DOCUMENT SECTION:
===============

Novel polymer-enhanced photodefined through-silicon via (TSV) and passive technologies have been demonstrated for silicon interposers to obtain compact heterogeneous computing and mixed-signal systems. These technologies include: (1) Polymer-clad TSVs with thick (~20 µm) liners to help reduce TSV losses and stress, and obtain optical TSVs in parallel for interposer-to-interposer long-distance communication; (2) Polymer-embedded vias with copper vias embedded in polymer wells to significantly reduce the TSV losses; (3) Coaxial vias in polymer wells to reduce the TSV losses with controlled impedance; (4) Antennas over polymer wells to attain a high radiation efficiency; and (5) High-Q inductors over polymer wells.

===============

RAW DATA:
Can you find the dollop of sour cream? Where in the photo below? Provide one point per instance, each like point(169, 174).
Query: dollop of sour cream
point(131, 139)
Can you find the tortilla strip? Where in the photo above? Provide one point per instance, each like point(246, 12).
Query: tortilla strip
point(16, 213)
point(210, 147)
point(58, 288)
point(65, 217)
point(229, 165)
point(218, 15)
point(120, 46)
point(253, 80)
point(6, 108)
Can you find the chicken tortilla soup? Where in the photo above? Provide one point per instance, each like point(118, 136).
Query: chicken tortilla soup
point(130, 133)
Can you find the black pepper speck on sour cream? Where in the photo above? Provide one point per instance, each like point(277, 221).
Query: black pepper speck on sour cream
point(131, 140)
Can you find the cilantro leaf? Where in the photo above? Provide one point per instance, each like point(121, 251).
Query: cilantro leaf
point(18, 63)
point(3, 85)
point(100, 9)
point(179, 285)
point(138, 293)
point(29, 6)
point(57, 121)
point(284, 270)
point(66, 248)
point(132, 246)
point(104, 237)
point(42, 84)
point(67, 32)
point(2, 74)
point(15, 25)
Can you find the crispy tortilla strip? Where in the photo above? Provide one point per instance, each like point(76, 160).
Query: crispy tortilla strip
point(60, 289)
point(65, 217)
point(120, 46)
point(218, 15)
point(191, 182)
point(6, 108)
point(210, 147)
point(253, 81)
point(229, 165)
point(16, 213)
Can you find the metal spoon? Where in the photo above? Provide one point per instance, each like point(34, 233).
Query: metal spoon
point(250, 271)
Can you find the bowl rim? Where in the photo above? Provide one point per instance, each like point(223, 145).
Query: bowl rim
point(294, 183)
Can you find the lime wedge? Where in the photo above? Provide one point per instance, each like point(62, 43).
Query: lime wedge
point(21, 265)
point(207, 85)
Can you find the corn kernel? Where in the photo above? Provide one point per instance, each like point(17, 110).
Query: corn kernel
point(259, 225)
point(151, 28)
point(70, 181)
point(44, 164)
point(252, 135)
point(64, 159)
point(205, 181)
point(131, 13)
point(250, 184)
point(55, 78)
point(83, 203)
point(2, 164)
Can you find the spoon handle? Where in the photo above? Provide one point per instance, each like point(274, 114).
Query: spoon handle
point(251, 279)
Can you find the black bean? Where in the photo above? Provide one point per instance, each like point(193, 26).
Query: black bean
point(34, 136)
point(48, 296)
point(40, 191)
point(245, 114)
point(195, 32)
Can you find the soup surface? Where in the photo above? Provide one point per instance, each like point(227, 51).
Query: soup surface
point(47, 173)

===============

EXERCISE REQUIREMENTS:
1. Count the rows that contain the string "surface" and give only that number.
2. Resume the passage about polymer-enhanced vias and passives for silicon interposers, continuing after its final sentence.

SET OF ANSWERS:
1. 2

2.
Cleanroom fabrication and characterization of the technologies have been demonstrated. For the fabricated polymer-clad TSVs, resistance and synchrotron x-ray diffraction (XRD) measurements have been demonstrated. High-frequency measurements up to 170 GHz and time-domain measurements up to 10 Gbps have been demonstrated for the fabricated polymer-embedded vias. For the fabricated coaxial vias and inductors, high-frequency measurements up to 50 GHz have been demonstrated. Lastly, for the fabricated antennas, measurements in the W-band have been demonstrated.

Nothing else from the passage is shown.